**Task description**.
Print the stretch of data below from its start through the line containing "point(1183, 231)", copying each line word for word. Leave the pictures out of your output.

━━━━━━━━

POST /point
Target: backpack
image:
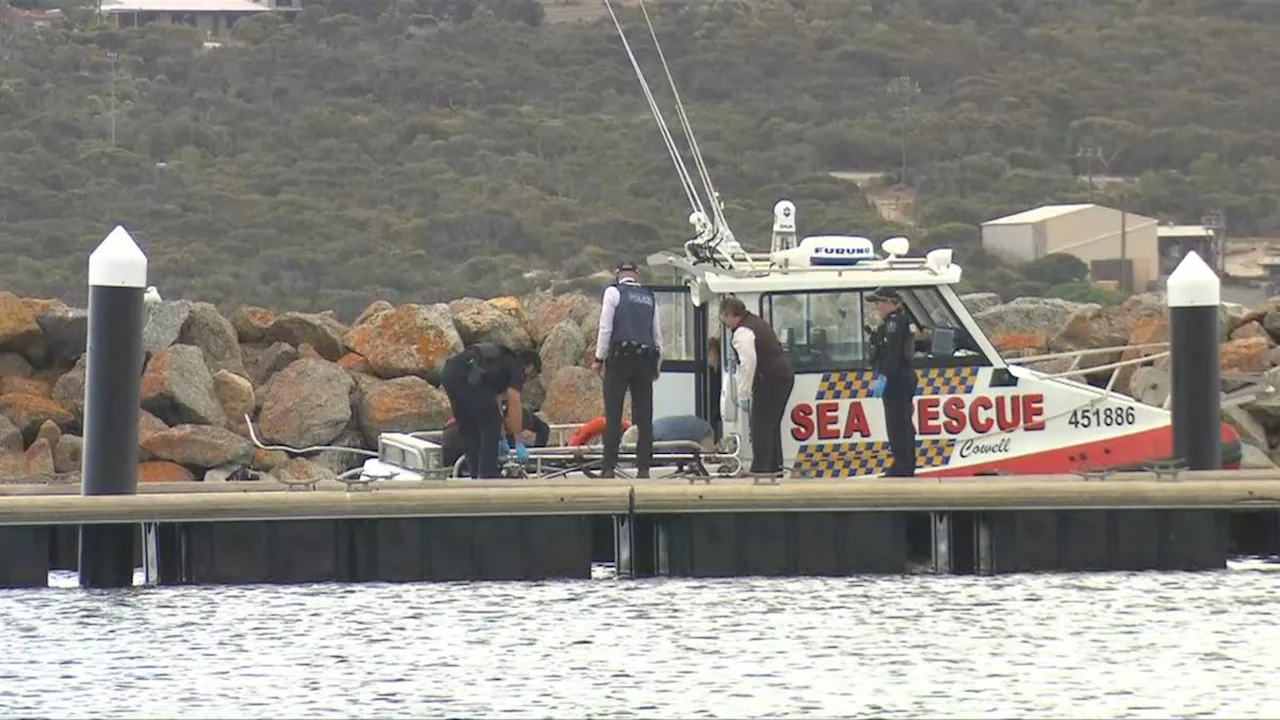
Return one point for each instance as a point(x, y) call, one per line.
point(483, 358)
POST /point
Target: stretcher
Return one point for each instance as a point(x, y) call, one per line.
point(419, 456)
point(671, 459)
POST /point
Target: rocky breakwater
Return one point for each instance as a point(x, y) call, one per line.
point(305, 379)
point(1247, 349)
point(310, 379)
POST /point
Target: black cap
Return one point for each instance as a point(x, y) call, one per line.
point(885, 294)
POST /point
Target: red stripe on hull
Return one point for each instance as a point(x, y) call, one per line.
point(1133, 449)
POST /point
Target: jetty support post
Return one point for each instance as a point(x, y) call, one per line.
point(1194, 295)
point(117, 286)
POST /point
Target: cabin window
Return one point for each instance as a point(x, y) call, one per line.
point(941, 337)
point(676, 319)
point(819, 331)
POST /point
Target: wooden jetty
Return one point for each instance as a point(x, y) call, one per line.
point(534, 529)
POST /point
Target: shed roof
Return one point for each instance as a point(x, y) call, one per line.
point(184, 7)
point(1040, 214)
point(1183, 231)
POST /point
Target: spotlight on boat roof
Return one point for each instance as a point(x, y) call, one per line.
point(896, 246)
point(938, 260)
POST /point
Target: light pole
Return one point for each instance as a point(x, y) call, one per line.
point(1215, 222)
point(1089, 153)
point(905, 90)
point(112, 55)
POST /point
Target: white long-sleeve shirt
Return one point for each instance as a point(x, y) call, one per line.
point(606, 332)
point(744, 342)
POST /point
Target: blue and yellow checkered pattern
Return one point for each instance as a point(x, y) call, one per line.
point(856, 384)
point(854, 459)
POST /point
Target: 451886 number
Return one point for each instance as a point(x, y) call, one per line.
point(1102, 417)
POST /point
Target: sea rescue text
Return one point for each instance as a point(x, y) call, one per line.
point(935, 415)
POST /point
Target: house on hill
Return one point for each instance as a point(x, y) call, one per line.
point(214, 18)
point(1116, 246)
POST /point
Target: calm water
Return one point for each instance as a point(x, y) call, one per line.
point(1034, 646)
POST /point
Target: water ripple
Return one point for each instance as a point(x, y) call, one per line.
point(1033, 646)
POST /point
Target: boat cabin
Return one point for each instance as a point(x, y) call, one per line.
point(973, 410)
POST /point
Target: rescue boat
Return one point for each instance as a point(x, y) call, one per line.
point(976, 413)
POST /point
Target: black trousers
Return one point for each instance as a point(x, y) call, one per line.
point(899, 393)
point(769, 396)
point(634, 373)
point(536, 425)
point(479, 422)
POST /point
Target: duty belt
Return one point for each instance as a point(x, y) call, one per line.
point(630, 347)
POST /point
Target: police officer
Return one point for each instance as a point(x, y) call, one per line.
point(764, 383)
point(895, 378)
point(629, 349)
point(476, 379)
point(453, 447)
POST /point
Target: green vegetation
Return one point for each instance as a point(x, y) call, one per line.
point(428, 149)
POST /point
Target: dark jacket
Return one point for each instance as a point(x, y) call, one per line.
point(894, 345)
point(771, 359)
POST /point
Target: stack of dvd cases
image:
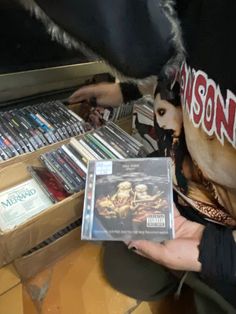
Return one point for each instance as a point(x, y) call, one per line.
point(69, 162)
point(30, 128)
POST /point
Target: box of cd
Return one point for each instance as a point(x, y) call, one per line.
point(128, 199)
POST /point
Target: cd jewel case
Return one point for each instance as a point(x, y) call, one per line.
point(128, 199)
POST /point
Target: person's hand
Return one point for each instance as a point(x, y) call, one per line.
point(178, 254)
point(106, 94)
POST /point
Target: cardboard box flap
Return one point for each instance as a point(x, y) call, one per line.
point(8, 278)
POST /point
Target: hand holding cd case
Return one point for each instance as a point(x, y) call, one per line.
point(128, 199)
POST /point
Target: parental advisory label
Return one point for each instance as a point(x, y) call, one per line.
point(157, 220)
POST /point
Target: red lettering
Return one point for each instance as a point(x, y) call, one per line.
point(209, 108)
point(225, 118)
point(183, 81)
point(200, 90)
point(189, 91)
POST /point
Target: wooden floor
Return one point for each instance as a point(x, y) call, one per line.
point(76, 285)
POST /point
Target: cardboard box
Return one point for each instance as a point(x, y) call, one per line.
point(8, 278)
point(16, 242)
point(30, 265)
point(11, 302)
point(10, 291)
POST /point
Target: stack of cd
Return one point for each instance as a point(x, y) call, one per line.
point(55, 236)
point(69, 162)
point(30, 128)
point(123, 111)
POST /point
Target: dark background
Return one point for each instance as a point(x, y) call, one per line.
point(25, 44)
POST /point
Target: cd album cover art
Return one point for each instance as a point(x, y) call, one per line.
point(128, 199)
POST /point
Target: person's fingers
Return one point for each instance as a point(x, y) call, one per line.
point(84, 93)
point(152, 250)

━━━━━━━━

**Answer to the exercise**.
POST /point
Target: backpack
image:
Return one point for each instance as a point(x, y) call, one per line.
point(483, 358)
POST /point
Target: stretcher
Return one point for each instance as a point(x, y) call, one per line.
point(419, 456)
point(671, 459)
POST /point
Target: rocky breakwater
Return one point for each instance as a point(x, y) call, one per line.
point(305, 379)
point(1247, 349)
point(310, 379)
POST /point
Target: black cap
Return one point for each instance as a point(x, y) call, one per line.
point(885, 294)
POST /point
Target: red stripe on hull
Return one point for each instance as a point(x, y) call, one per line.
point(1133, 449)
POST /point
Target: jetty support post
Return one point for each instance as a point(x, y) call, one per line.
point(1194, 295)
point(117, 286)
POST /point
Target: cabin window
Return one point for each instance as a point(x, y) call, one per line.
point(941, 337)
point(676, 319)
point(819, 331)
POST /point
Target: wooden jetty
Return one point for each instance as a point(x, y) call, one per line.
point(534, 529)
POST /point
Target: shed roof
Return one point for each instance as a point(x, y) call, one per line.
point(184, 7)
point(1040, 214)
point(1183, 231)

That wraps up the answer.